▶ **PASSAGE SHOWN**:
= = = = =

Sony Pirates KDE Artwork - k-i-m
http://blogs.kde.org/2013/02/21/sony-pirates-kde-artwork
======
jacquesm
[http://web.archive.org/web/20020808140127im_/http://www.true...](http://web.archive.org/web/20020808140127im_/http://www.truetech.com/images/homepage_header.gif)

On the left hand side of that image you see a little segment that conists of a
hand, an eye and an ear. Those stand for interaction, video and audio.
TrueTech hired Jonathan Kraij, a talented young designer to make that logo and
it was featured in many places, magazines such as wave and many others besides
in the late 90's.

Not three weeks after one prominent bout of exposure the logo appeared in an
advertising campaign by Sony the Netherlands.

We talked it over with them and they traced it to a guy working for one of the
agencies that designed the campaign. He'd most likely been subconsciously
influenced by exposure from a magazine. Sony was pretty good about it,
promised they wouldn't use the logo any further and paid us a fair bit of
money to offset the use.

= = = = =

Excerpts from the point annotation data
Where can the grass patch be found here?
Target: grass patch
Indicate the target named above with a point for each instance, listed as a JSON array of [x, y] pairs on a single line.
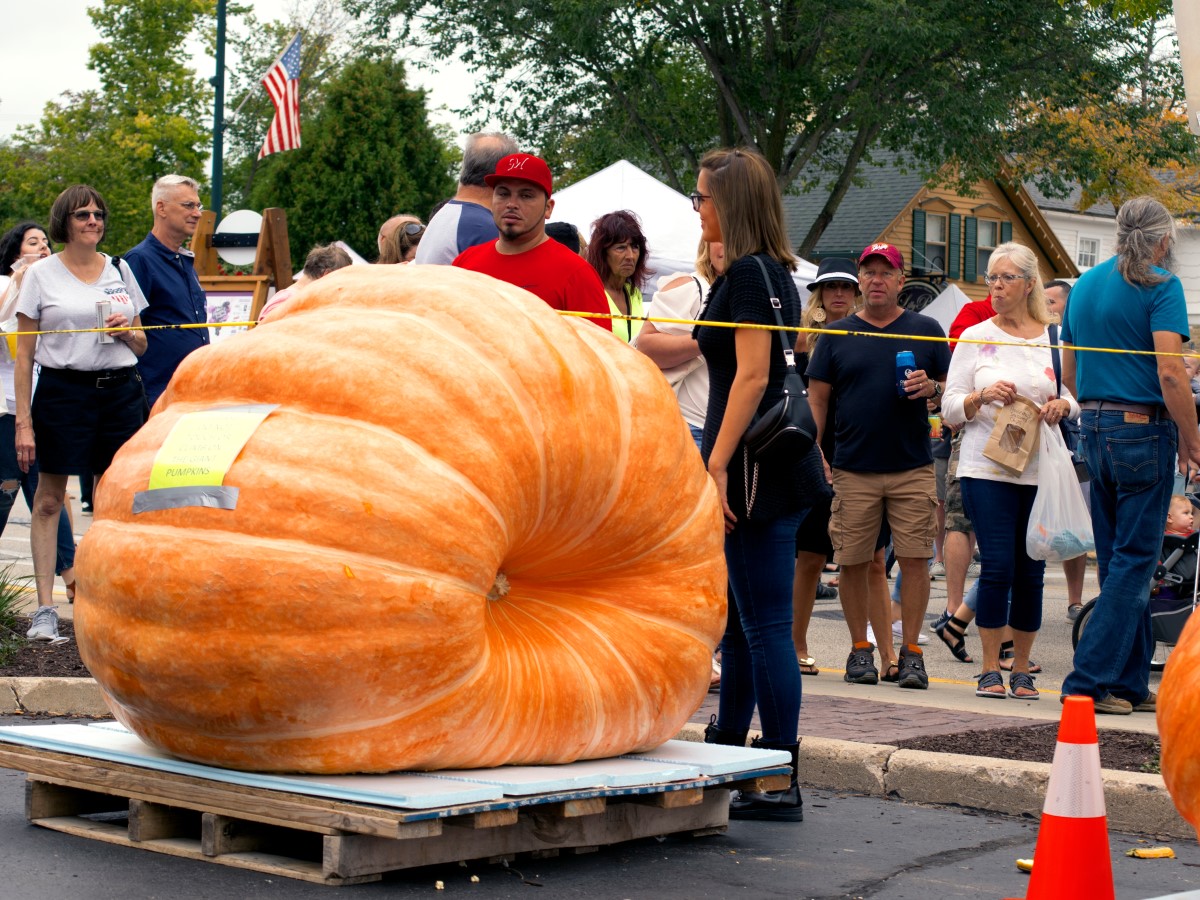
[[13, 594]]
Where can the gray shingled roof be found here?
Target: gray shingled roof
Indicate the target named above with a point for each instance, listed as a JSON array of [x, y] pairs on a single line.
[[1069, 203], [864, 213]]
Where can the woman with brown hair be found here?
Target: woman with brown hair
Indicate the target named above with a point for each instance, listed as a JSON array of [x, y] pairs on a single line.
[[89, 397], [617, 251], [739, 205]]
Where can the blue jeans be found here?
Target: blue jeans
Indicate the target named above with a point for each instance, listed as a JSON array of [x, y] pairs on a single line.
[[757, 655], [28, 480], [1132, 467], [1000, 513]]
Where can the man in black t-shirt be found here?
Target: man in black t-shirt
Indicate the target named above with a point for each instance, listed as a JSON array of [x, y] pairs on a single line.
[[882, 462]]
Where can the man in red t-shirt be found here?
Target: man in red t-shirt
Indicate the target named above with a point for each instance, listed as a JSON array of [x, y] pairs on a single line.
[[523, 255]]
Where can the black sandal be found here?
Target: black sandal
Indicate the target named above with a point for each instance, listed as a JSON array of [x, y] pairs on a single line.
[[1021, 681], [1007, 654], [953, 633]]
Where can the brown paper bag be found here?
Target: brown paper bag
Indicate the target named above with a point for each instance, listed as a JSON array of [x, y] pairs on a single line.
[[1014, 439]]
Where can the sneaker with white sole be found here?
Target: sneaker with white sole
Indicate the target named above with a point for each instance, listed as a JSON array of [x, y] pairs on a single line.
[[45, 625], [898, 634]]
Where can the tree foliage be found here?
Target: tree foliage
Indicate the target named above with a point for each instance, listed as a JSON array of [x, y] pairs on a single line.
[[367, 154], [813, 84], [147, 120]]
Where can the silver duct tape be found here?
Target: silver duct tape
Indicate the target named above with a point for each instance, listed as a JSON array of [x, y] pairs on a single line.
[[211, 496]]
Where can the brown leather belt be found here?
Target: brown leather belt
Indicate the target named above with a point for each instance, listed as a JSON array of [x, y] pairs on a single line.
[[1111, 406]]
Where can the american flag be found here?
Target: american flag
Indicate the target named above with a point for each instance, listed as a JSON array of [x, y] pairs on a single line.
[[282, 83]]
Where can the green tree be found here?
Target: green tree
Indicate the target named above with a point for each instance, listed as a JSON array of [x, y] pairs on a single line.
[[366, 154], [813, 84], [147, 120]]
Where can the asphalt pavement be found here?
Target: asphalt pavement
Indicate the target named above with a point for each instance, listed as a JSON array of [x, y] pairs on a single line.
[[849, 846]]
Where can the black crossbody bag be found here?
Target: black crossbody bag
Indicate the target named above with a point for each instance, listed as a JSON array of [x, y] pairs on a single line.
[[787, 429]]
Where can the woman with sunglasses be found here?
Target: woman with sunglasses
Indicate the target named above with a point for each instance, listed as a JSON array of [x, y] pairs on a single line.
[[400, 245], [983, 378], [21, 247], [89, 397], [739, 205]]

= = = = =

▶ **GIVEN TASK**: Echo the thread above word for word, beginning at "On the left" and ending at "Sony the Netherlands.".

▶ **RESULT**:
On the left hand side of that image you see a little segment that conists of a
hand, an eye and an ear. Those stand for interaction, video and audio.
TrueTech hired Jonathan Kraij, a talented young designer to make that logo and
it was featured in many places, magazines such as wave and many others besides
in the late 90's.

Not three weeks after one prominent bout of exposure the logo appeared in an
advertising campaign by Sony the Netherlands.